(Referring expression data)
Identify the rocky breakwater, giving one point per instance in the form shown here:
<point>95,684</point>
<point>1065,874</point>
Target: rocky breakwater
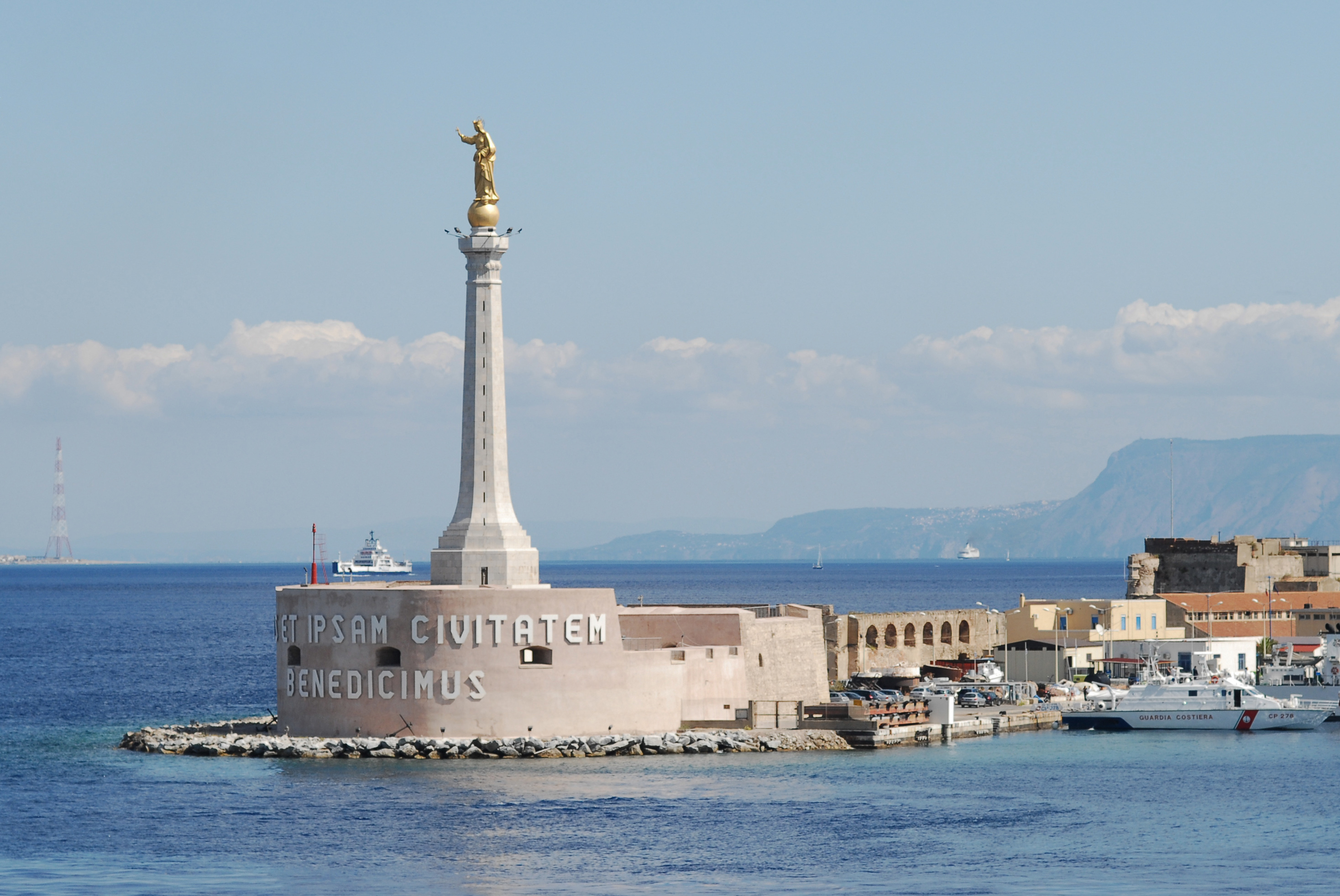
<point>230,740</point>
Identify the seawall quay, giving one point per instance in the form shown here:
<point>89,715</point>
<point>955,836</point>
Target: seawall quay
<point>258,739</point>
<point>251,739</point>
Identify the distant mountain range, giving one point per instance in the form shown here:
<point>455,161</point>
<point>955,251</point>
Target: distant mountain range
<point>1268,485</point>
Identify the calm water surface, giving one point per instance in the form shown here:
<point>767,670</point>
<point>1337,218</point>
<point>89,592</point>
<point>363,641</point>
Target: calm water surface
<point>89,653</point>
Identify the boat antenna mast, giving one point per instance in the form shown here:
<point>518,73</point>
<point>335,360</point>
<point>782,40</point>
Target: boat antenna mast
<point>1172,495</point>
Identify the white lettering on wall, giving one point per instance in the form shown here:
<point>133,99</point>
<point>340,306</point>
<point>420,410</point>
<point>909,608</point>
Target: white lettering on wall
<point>477,694</point>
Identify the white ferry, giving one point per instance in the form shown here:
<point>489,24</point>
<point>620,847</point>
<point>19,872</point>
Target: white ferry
<point>1206,699</point>
<point>372,560</point>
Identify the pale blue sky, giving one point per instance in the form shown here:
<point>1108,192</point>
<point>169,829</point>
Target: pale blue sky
<point>838,180</point>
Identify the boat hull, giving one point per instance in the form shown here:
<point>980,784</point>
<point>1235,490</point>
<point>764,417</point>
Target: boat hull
<point>1266,719</point>
<point>347,568</point>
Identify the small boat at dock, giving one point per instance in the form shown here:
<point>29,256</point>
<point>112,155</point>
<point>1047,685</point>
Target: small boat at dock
<point>1205,699</point>
<point>372,560</point>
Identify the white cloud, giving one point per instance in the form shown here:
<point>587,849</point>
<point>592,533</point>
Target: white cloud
<point>1226,350</point>
<point>1150,350</point>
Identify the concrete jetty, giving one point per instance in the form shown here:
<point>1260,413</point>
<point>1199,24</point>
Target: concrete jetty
<point>256,739</point>
<point>259,737</point>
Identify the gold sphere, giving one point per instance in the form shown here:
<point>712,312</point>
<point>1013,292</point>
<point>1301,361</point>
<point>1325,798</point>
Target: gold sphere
<point>483,216</point>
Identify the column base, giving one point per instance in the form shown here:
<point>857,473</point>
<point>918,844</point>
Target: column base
<point>507,568</point>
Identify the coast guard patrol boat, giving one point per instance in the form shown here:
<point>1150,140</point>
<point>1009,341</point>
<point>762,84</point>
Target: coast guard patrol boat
<point>1206,698</point>
<point>372,560</point>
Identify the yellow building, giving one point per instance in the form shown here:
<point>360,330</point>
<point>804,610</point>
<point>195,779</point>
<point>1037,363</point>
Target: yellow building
<point>1050,641</point>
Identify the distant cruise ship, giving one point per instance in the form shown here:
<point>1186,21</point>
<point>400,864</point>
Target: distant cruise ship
<point>372,559</point>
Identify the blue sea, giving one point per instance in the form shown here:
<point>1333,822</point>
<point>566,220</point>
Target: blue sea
<point>88,653</point>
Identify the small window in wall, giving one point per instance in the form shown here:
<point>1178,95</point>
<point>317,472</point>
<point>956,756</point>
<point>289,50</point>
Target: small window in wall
<point>536,656</point>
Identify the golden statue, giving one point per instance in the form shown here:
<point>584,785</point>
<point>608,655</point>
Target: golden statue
<point>484,211</point>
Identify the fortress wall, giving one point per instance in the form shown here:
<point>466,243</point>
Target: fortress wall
<point>487,690</point>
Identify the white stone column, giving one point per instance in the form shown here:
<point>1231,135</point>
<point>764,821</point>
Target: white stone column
<point>484,544</point>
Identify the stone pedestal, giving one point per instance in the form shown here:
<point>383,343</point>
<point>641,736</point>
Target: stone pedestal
<point>484,544</point>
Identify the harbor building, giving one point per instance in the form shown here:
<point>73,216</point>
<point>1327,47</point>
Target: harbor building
<point>1052,641</point>
<point>902,642</point>
<point>1246,564</point>
<point>1230,614</point>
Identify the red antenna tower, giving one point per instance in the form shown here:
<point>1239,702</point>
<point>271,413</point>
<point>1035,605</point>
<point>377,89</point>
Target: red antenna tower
<point>319,575</point>
<point>59,530</point>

__Exercise objective__.
Copy the records above exactly. Do not carry any picture into the copy.

__Exercise response__.
Identify the rocky breakwater, giving one point per instance in the form shown here:
<point>95,684</point>
<point>1065,874</point>
Target: rocky breakwater
<point>230,740</point>
Identify the seawall quay, giving one point per instance in the form shown here:
<point>89,715</point>
<point>955,836</point>
Target: seawall quay
<point>258,739</point>
<point>251,739</point>
Identify the distant mountain range, giving one point per instance in the form shown here:
<point>455,161</point>
<point>955,251</point>
Target: distant mountain range
<point>1268,485</point>
Identify the calm water surface, giving one point per instance in the form shown here:
<point>767,670</point>
<point>1337,218</point>
<point>89,592</point>
<point>363,641</point>
Target: calm water surface
<point>89,653</point>
Identify the boat antenna mast, giving one point per instance in the form shown here:
<point>518,73</point>
<point>335,360</point>
<point>782,40</point>
Target: boat antenna mast
<point>1172,495</point>
Identify the white lettering on wall, giving one point per instance in the form shown here:
<point>133,99</point>
<point>340,306</point>
<point>420,410</point>
<point>909,608</point>
Target: white lettering on wall
<point>477,694</point>
Identify the white ferry, giving one point per instance in the form shown here:
<point>489,24</point>
<point>620,847</point>
<point>19,872</point>
Target: white ferry
<point>1206,699</point>
<point>372,560</point>
Identify the pale blue sky, giving one point per instance in the form shown here:
<point>1108,192</point>
<point>169,829</point>
Target: pale blue sky
<point>838,180</point>
Identify the boat hull, giving one point per instance in the form shown here:
<point>980,784</point>
<point>1235,490</point>
<point>764,417</point>
Target: boat hull
<point>1266,719</point>
<point>347,568</point>
Identify the small boat at dock, giving one point per instance in the form shown here:
<point>29,256</point>
<point>112,155</point>
<point>1047,685</point>
Target: small boat at dock
<point>1205,699</point>
<point>372,560</point>
Identify the white cloud, giving one point per instance in the form shown here:
<point>587,849</point>
<point>592,533</point>
Target: white cloud
<point>1226,350</point>
<point>1150,350</point>
Identify the concrete jetty, giving one point per instance in the form shown here:
<point>1260,413</point>
<point>1199,24</point>
Target: concrete jetty
<point>256,739</point>
<point>259,737</point>
Identify the gold sphere, giving one point per instance in the form shown here:
<point>712,312</point>
<point>1013,292</point>
<point>1301,361</point>
<point>1325,798</point>
Target: gold sphere
<point>483,216</point>
Identify the column base, giving one point per instance in the form shown here:
<point>857,473</point>
<point>918,844</point>
Target: column base
<point>507,568</point>
Identify the coast guard patrol boat, giving one point per instance in the form shown here:
<point>1150,140</point>
<point>1009,341</point>
<point>762,84</point>
Target: coast guard patrol boat
<point>1206,698</point>
<point>372,560</point>
Identify the yellow building, giving one point per instance in the form shown here:
<point>360,330</point>
<point>804,610</point>
<point>195,779</point>
<point>1037,363</point>
Target: yellow building
<point>1050,641</point>
Identify the distant cruise ship, giving one point per instance in the form shown here:
<point>1186,21</point>
<point>400,864</point>
Target: distant cruise ship
<point>372,559</point>
Identify the blue sea, giving one point per instance in the form shown here:
<point>1333,822</point>
<point>566,220</point>
Target: blue sea
<point>88,653</point>
Identify the small window in wall, giving one point per instance in the form shown here:
<point>1178,95</point>
<point>317,472</point>
<point>956,756</point>
<point>289,50</point>
Target: small window in wall
<point>536,656</point>
Identify the golden statue, giving one point per instance in the form shown here:
<point>584,785</point>
<point>608,655</point>
Target: golden statue
<point>484,211</point>
Identify the fortress wall, giving one point per instance in the form shown here:
<point>466,243</point>
Target: fortress wall
<point>487,690</point>
Identify the white stone column, giving one point per instance in the form shown here:
<point>1231,135</point>
<point>764,821</point>
Target: white stone column
<point>484,544</point>
Identify the stone pedestal, giving one point per instance in the form shown here:
<point>383,343</point>
<point>641,736</point>
Target: stone pedestal
<point>484,544</point>
Identify the harbor building, giving one point per instance in the form shown here:
<point>73,216</point>
<point>1327,47</point>
Target: harbor building
<point>1052,641</point>
<point>902,642</point>
<point>1246,564</point>
<point>1230,614</point>
Identify the red antenna tower, giving one point per instance in the form shown here:
<point>1239,702</point>
<point>271,413</point>
<point>1035,605</point>
<point>377,89</point>
Target: red antenna tower
<point>319,575</point>
<point>59,530</point>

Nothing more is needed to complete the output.